**Job**
Please count the lines in the items below that contain the string "would", matching case exactly. Reply with that number alone.

(begin)

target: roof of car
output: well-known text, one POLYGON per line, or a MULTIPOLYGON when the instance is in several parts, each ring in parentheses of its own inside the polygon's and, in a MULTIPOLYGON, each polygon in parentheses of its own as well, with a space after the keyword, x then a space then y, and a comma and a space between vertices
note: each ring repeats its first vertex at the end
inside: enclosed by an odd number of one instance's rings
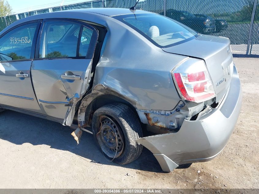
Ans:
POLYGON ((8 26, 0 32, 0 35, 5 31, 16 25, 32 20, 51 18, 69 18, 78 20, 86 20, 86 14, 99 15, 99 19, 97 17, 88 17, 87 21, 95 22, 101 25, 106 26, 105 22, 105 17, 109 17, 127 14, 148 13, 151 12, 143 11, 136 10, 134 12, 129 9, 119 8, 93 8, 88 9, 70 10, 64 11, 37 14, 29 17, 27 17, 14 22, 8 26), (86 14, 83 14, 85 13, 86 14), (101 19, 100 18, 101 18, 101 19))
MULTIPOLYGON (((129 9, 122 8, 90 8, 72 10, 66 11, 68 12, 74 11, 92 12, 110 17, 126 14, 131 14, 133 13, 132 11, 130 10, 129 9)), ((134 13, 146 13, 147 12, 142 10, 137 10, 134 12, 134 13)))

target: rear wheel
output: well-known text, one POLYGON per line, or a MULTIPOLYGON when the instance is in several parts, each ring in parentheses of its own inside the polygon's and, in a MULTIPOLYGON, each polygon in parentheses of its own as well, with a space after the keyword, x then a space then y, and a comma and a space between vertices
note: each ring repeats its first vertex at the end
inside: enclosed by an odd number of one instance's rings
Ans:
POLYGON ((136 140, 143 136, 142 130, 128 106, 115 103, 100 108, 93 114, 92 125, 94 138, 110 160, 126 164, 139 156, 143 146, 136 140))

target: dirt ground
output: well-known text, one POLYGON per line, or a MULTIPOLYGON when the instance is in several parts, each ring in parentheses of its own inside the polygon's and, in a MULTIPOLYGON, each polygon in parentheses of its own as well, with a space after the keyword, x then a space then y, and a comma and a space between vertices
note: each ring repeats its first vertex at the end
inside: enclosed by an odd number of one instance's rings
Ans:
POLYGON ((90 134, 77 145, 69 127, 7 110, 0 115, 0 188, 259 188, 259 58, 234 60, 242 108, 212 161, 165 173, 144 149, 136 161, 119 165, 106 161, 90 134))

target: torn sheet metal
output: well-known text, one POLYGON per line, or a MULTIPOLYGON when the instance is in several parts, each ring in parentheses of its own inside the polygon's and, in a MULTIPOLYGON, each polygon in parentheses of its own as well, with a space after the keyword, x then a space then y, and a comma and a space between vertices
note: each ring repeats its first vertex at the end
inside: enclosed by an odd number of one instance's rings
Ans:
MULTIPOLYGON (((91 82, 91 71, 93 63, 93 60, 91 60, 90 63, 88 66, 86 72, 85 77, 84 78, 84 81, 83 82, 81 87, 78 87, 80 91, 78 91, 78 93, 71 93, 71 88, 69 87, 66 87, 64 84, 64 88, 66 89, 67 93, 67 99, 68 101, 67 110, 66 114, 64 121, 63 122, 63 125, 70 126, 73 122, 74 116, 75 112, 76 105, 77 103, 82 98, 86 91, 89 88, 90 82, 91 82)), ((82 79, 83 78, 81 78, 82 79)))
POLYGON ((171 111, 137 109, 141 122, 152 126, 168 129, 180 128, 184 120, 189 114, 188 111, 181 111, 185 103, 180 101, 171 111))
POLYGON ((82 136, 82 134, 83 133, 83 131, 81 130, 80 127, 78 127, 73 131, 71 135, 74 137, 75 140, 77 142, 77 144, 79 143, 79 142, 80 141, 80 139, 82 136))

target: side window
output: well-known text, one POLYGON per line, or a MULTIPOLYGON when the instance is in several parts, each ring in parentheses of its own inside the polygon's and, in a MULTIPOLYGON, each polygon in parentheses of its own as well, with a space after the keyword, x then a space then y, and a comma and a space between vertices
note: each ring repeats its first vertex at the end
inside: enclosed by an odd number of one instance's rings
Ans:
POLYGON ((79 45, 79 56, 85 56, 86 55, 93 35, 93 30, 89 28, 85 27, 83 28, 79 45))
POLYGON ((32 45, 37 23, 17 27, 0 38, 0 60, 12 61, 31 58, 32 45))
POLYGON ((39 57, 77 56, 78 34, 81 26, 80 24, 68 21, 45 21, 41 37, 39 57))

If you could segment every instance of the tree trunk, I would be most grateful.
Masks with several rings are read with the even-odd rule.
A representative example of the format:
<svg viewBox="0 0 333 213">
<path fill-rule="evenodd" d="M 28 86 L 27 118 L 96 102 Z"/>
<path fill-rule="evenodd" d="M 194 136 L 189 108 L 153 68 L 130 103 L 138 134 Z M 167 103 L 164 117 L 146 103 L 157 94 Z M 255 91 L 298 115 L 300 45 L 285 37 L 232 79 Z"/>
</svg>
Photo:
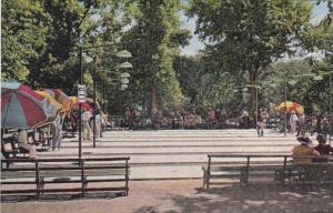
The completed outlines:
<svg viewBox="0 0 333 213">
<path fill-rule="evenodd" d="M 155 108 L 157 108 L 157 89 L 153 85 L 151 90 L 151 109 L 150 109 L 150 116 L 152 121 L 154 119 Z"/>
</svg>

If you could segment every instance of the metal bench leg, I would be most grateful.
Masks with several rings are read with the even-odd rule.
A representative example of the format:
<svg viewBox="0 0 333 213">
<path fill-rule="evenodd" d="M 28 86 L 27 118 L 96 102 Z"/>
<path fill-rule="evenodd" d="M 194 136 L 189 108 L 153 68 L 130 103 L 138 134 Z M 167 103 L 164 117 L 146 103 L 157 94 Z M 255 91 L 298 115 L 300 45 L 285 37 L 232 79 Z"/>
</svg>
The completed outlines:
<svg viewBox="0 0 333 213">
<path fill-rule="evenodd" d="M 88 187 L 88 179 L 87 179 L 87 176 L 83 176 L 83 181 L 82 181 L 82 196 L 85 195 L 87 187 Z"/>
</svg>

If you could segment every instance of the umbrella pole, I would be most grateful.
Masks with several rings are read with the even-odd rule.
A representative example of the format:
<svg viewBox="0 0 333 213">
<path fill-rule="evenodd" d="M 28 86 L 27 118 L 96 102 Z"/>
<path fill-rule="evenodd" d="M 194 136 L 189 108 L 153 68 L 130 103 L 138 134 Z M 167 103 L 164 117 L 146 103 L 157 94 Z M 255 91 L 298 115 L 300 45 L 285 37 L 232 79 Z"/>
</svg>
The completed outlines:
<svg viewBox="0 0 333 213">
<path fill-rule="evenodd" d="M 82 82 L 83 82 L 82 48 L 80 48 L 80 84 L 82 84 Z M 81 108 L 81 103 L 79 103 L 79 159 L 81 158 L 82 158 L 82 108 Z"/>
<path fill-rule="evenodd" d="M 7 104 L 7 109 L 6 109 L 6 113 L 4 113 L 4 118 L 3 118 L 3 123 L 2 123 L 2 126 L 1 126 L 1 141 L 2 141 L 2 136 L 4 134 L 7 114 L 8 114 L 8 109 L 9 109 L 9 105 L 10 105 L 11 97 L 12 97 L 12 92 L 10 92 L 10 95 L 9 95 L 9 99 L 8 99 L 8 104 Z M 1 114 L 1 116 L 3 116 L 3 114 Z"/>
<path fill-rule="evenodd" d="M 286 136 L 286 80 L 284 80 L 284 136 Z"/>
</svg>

(end)
(begin)

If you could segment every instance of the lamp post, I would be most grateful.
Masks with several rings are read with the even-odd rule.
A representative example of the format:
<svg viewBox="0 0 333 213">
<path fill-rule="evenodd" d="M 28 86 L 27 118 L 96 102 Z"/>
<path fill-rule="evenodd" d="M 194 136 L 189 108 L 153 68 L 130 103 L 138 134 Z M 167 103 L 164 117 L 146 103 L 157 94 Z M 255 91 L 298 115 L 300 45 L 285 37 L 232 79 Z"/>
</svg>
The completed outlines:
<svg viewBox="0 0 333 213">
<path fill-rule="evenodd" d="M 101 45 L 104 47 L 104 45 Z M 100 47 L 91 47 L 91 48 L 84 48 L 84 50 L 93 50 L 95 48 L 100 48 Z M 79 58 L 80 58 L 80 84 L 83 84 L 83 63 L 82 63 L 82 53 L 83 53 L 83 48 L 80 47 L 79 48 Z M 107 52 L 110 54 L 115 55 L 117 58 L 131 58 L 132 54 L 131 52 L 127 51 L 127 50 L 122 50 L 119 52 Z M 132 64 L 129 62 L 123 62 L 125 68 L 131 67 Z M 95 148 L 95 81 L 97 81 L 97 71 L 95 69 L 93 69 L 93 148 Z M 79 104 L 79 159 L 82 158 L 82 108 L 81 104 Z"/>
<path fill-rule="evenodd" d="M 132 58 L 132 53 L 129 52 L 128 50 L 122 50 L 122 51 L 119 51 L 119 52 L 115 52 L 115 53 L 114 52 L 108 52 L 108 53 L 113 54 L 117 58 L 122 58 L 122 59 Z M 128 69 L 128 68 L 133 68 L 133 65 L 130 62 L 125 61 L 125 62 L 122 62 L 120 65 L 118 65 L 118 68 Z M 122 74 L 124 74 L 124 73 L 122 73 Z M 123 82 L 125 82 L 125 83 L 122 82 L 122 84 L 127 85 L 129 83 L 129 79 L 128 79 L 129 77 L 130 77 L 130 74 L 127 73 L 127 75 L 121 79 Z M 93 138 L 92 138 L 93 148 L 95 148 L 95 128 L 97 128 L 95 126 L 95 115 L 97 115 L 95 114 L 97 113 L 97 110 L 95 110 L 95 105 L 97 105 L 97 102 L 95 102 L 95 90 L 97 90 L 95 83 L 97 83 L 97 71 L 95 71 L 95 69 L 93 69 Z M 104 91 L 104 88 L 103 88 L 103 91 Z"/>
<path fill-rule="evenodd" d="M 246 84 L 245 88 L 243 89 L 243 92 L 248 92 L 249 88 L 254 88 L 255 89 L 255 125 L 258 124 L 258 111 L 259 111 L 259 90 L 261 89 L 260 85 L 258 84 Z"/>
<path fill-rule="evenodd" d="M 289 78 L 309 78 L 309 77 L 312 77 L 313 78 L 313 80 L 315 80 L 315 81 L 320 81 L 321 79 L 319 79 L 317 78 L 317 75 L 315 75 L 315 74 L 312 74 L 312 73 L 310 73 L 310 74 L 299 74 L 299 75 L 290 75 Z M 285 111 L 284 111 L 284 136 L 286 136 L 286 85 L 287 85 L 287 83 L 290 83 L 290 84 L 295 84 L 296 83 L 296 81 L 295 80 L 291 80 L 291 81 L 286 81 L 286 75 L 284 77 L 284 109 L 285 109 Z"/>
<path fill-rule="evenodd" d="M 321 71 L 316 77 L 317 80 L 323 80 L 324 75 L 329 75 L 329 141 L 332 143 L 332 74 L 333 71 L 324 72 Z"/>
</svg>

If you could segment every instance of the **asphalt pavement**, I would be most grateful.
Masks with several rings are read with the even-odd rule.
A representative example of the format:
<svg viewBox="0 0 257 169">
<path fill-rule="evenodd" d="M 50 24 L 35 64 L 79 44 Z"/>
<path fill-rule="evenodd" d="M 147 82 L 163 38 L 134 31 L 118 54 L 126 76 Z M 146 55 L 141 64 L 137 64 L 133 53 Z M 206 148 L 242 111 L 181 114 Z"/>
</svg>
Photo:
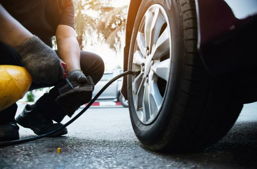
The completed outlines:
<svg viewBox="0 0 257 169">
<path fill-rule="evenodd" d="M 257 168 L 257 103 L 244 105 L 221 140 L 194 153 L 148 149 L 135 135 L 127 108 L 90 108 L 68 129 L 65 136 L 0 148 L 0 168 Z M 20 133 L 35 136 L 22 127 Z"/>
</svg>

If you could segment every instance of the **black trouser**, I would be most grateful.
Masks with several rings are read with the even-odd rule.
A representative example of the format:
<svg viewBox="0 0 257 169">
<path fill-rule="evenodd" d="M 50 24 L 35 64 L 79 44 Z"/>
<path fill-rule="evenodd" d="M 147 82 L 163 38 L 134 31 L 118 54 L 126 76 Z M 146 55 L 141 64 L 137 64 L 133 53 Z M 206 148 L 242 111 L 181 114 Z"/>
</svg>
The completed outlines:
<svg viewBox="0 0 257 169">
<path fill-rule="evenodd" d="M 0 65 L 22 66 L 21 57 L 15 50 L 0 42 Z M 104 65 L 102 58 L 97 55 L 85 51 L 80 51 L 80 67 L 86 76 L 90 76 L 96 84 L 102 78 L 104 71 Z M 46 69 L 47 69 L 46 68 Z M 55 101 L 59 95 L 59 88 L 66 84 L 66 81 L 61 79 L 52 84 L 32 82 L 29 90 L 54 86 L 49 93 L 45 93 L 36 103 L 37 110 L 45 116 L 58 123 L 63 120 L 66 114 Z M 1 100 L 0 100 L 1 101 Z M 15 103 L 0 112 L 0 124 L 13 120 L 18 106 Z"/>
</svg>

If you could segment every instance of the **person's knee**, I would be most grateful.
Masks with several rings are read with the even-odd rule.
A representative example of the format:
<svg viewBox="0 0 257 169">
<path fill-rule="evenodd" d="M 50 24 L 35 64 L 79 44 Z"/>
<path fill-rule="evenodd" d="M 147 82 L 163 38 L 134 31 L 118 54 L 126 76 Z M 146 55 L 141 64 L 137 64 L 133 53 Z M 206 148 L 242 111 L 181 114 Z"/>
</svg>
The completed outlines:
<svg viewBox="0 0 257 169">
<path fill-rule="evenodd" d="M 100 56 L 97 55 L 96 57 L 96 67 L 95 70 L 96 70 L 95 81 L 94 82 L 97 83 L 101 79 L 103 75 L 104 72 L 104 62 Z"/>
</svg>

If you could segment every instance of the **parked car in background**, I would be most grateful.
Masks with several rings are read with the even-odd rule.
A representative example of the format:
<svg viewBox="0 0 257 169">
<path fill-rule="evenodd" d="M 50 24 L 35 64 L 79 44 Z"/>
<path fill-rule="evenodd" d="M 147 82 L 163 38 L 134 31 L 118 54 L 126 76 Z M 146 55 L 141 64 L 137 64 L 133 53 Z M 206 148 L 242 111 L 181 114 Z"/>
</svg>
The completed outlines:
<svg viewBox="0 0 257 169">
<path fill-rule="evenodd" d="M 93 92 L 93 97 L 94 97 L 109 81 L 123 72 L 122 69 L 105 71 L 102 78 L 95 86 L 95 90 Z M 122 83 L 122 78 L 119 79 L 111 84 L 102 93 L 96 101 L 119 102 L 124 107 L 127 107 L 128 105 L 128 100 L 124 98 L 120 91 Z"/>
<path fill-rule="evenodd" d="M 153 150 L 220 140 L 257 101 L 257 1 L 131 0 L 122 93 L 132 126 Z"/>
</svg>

(end)

**Solution**
8